_Aim_.
Rewrite only the entries from the line with "# test: pointer returns one pin per instance of the bare" up to and including the last line of the entries below, keeping every request line unchanged. Multiply each point coordinate by 1.75 and round it to a whole number, with halves rounded up.

_The input_.
════════════════

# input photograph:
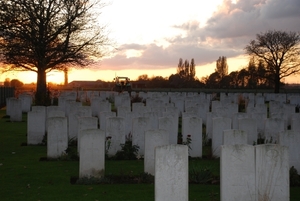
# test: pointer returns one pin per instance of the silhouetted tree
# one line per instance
(280, 51)
(222, 66)
(186, 72)
(40, 36)
(16, 83)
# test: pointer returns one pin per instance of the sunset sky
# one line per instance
(152, 35)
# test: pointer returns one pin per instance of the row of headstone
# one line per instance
(254, 173)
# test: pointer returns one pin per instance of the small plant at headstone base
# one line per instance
(242, 103)
(260, 139)
(136, 99)
(213, 196)
(294, 177)
(44, 141)
(107, 145)
(188, 141)
(71, 153)
(128, 151)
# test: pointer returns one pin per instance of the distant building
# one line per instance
(88, 84)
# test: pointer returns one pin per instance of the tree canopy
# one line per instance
(40, 36)
(280, 51)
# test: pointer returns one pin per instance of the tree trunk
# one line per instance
(41, 96)
(277, 83)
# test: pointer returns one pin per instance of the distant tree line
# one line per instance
(254, 75)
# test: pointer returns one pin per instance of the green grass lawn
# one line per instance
(24, 177)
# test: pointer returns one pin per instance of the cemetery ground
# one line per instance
(24, 176)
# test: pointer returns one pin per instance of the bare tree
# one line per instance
(186, 70)
(222, 66)
(40, 36)
(280, 51)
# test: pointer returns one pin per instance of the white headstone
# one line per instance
(15, 109)
(219, 125)
(192, 130)
(36, 125)
(272, 172)
(115, 129)
(237, 175)
(139, 126)
(291, 139)
(153, 138)
(171, 173)
(92, 153)
(57, 136)
(170, 124)
(234, 136)
(250, 127)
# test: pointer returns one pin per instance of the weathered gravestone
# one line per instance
(170, 124)
(115, 131)
(92, 153)
(36, 125)
(171, 173)
(254, 173)
(250, 127)
(192, 135)
(237, 176)
(153, 138)
(139, 126)
(15, 109)
(291, 139)
(219, 125)
(85, 123)
(234, 136)
(57, 136)
(272, 172)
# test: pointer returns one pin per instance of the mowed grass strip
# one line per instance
(24, 177)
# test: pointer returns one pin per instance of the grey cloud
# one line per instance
(226, 33)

════════════════

_Exercise solution_.
# test: pointer returns one pin per instance of the bare tree
# one line per instance
(326, 123)
(389, 116)
(70, 63)
(490, 89)
# test: pointer returns one pin per instance of the white headstone
# one line per instance
(26, 191)
(383, 219)
(336, 228)
(63, 219)
(476, 301)
(201, 226)
(415, 306)
(243, 221)
(509, 243)
(268, 242)
(299, 303)
(161, 268)
(100, 238)
(298, 217)
(410, 238)
(438, 222)
# test: pointer returns one pin per instance of the weathered gravestone
# one line per instance
(298, 217)
(201, 229)
(161, 268)
(63, 219)
(299, 303)
(445, 303)
(438, 222)
(336, 236)
(415, 308)
(268, 242)
(243, 221)
(26, 191)
(509, 243)
(383, 219)
(149, 215)
(410, 238)
(100, 238)
(476, 301)
# test: pointer returns one pin per instance of the mowed grass strip
# one line per instance
(42, 310)
# test: pointer returns one pin per instance of the grey cloud
# one line per instance
(396, 58)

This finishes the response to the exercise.